* JOB *
Pick out each line in the records below that contains the string "church" and copy those lines in full.

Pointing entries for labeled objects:
◆ ◆ ◆ ◆ ◆ ◆ ◆
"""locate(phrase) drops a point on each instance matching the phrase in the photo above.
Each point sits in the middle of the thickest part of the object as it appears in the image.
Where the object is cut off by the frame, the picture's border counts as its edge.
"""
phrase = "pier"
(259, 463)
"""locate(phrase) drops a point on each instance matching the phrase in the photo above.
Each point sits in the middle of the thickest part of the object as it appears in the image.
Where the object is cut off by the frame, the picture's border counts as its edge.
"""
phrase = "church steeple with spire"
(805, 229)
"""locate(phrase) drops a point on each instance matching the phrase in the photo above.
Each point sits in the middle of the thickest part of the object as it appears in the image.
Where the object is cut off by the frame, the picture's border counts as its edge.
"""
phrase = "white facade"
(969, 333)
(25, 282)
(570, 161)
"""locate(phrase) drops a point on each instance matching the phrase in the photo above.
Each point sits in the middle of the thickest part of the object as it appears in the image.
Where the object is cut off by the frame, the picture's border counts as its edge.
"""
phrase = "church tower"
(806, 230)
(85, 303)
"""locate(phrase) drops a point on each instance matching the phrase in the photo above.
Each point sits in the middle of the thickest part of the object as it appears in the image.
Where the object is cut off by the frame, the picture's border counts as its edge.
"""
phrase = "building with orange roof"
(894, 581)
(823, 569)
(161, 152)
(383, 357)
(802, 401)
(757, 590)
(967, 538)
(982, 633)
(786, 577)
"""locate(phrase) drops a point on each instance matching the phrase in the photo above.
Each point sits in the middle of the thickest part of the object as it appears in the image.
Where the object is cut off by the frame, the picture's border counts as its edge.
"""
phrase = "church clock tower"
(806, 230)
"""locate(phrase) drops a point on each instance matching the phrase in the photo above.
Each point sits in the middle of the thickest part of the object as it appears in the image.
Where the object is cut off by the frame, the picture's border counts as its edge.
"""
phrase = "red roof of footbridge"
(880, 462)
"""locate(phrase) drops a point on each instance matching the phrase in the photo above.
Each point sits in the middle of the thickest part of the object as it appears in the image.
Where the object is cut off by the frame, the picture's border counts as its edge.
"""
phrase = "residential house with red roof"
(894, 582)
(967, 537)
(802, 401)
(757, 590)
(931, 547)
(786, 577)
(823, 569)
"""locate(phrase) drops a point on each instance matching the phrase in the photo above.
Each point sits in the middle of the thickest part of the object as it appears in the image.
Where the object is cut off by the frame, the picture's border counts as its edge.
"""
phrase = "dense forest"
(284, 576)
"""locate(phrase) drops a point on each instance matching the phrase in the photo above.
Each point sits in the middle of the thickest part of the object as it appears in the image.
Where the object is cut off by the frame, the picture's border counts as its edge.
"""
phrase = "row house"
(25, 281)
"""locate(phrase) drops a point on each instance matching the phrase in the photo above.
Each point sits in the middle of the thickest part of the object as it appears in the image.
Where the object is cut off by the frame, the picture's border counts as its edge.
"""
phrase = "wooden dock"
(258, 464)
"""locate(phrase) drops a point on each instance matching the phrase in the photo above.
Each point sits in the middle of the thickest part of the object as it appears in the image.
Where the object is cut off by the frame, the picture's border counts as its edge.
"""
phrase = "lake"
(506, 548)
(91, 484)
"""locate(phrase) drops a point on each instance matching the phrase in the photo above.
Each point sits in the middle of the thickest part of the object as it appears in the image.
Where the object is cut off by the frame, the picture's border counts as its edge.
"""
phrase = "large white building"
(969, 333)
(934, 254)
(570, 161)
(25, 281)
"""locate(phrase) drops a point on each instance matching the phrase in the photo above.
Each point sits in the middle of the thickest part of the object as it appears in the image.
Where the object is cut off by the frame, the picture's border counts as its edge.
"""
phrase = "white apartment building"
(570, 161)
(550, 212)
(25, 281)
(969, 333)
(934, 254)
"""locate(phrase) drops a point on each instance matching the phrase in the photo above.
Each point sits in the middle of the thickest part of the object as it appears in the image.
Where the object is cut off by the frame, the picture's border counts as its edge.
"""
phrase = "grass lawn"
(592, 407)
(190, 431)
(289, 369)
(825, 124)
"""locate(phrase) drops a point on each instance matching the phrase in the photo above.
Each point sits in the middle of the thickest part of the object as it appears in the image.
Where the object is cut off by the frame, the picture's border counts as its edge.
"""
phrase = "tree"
◆ ◆ ◆ ◆ ◆ ◆ ◆
* SOLVED PROBLEM *
phrase = "church steeple with spire"
phrase = "church tower"
phrase = "church clock tower"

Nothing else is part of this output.